-- begin SOURCE RECORDS --

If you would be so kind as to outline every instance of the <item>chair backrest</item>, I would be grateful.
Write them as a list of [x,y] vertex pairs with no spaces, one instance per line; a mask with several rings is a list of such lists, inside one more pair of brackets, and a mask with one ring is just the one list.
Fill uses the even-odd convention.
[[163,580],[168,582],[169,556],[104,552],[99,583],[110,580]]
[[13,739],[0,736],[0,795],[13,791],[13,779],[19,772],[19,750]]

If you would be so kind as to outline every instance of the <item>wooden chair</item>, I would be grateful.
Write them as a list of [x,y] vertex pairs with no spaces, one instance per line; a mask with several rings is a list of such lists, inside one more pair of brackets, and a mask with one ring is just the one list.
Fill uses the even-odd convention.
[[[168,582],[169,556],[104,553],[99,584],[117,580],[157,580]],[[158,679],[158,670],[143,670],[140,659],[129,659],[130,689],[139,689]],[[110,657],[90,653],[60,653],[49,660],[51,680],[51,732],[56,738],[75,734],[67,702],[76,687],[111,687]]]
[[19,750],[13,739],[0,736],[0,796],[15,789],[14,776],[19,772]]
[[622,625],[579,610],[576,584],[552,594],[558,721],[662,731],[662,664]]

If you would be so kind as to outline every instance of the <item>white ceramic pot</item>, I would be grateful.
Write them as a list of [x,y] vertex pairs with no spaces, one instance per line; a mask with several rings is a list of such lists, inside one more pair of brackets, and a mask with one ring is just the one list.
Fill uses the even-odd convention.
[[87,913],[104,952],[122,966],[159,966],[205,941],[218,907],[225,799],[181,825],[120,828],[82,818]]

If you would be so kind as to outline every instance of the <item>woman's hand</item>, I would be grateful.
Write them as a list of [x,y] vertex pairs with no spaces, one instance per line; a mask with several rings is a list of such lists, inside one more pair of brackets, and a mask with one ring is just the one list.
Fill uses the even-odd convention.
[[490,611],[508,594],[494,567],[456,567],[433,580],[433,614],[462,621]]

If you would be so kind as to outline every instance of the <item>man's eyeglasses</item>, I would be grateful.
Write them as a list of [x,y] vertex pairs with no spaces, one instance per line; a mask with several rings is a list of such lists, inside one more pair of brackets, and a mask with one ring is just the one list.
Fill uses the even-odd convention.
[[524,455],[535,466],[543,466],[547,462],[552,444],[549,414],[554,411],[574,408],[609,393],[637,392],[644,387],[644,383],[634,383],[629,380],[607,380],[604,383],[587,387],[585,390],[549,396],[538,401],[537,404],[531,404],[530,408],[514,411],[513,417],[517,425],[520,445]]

-- end SOURCE RECORDS --

EXERCISE PROMPT
Reproduce all of the lines above verbatim, changing nothing.

RESULT FOR THIS TASK
If you would be so kind as to outline every instance of the <item>chair backrest</item>, I would be grateful.
Write them as a list of [x,y] vertex pairs with no spaces, one instance per line; a mask with several rings is a list of such lists, inside one more pair of brackets, and a mask with one ring is just the one list.
Fill uses the even-odd convention.
[[163,580],[168,582],[169,556],[104,552],[99,583],[110,580]]
[[13,739],[0,736],[0,795],[13,791],[13,779],[19,772],[19,750]]

If you would be so kind as to outline every instance of the <item>wooden chair</item>, I would be grateful.
Write them as a list of [x,y] vertex pairs with no spaces, one instance per line; a mask with several rings is a list of such lists, inside one more pair of brackets, and a mask with one ring is just the one list.
Fill uses the even-odd convention.
[[[168,582],[169,556],[104,553],[99,584],[117,580],[157,580]],[[158,679],[158,670],[143,670],[140,659],[129,659],[130,689],[139,689]],[[110,657],[90,653],[60,653],[49,660],[51,680],[51,732],[56,738],[75,734],[67,702],[76,687],[111,687]]]
[[19,750],[13,739],[0,736],[0,796],[15,789],[14,776],[19,772]]
[[622,625],[579,610],[576,584],[552,594],[558,721],[662,731],[662,664]]

If you would be so kind as to outline every instance of the <item>white ceramic pot</item>, I would be grateful.
Write them as a list of [x,y] vertex pairs with no spaces, one instance per line; a mask with several rings is a list of such lists, inside one more pair of brackets, and a mask with one ring is just the one list.
Fill uses the even-odd convention.
[[87,913],[104,952],[122,966],[159,966],[205,941],[218,907],[225,799],[181,825],[120,828],[82,818]]

If you would be so kind as to outline every instance of the <item>woman's hand</item>, I would be grateful.
Write them as a list of [x,y] vertex pairs with no spaces, one instance per line; a mask with several rings is a list of such lists, inside one more pair of brackets, and a mask with one ring is just the one list.
Fill uses the even-odd convention.
[[490,611],[508,594],[494,567],[456,567],[433,580],[433,614],[462,621]]

If you would be so kind as to outline every instance of the <item>man's eyeglasses</item>, I would be grateful.
Write them as a list of [x,y] vertex pairs with no spaces, one instance per line; a mask with several rings is a list of such lists, inside one more pair of brackets, and a mask with one ring is just the one list.
Fill uses the even-odd convention.
[[524,455],[535,466],[543,466],[547,462],[552,444],[549,414],[554,411],[574,408],[609,393],[637,392],[644,387],[644,383],[634,383],[629,380],[607,380],[604,383],[587,387],[585,390],[549,396],[538,401],[537,404],[531,404],[530,408],[514,411],[513,417],[517,425],[520,445]]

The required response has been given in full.